WHAT IS EXPECTED:
Can you reproduce word for word the section of the bank-breakup passage below, starting at "Neither Mitt Romney" and ending at "a financial crisis."?

GIVEN PASSAGE:
Neither Mitt Romney and the Republicans nor President Obama and many Democrats favor breaking up the big banks, the best way to prevent another taxpayer bailout after a financial crisis.
In last Wednesday’s presidential debate, Governor Romney said the Dodd-Frank Act is “the biggest kiss that’s been given to New York banks I’ve ever seen,” claiming the Act enshrines the idea of “systemically significant” institutions (SIFIs) as too-big-to-fail. Since then, Democrats have responded that Dodd-Frank empowered regulators to define and enforce higher capital and prudential standards for SIFIs, as wells as “living wills” and orderly liquidation authority to dismantle failing SIFIs, hardly a kiss those SIFIs enjoy. Yet in the Spring of 2010, other Democratic Senators, lead by Sherrod Brown (D-OH) and Ted Kaufman (D-DE), argued vociferously that we shouldn’t count on bank regulators (who had failed in the lead-up to the crisis) to use these Dodd bill provisions to end “too big to fail,” that the Republicans had no plan at all, and that the only way to prevent another financial crisis is to statutorily limit the size of (and leverage used by) the largest banks and non-banks.

DATASET EXCERPT:
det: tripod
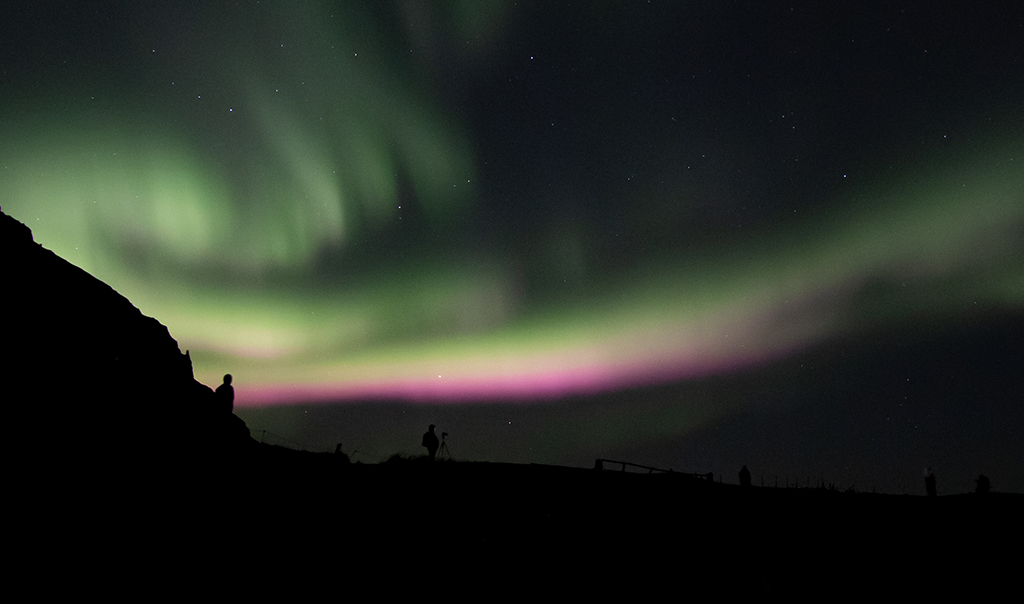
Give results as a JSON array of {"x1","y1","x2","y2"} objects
[{"x1": 437, "y1": 432, "x2": 452, "y2": 462}]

COMPLETED EXERCISE:
Neither Mitt Romney and the Republicans nor President Obama and many Democrats favor breaking up the big banks, the best way to prevent another taxpayer bailout after a financial crisis.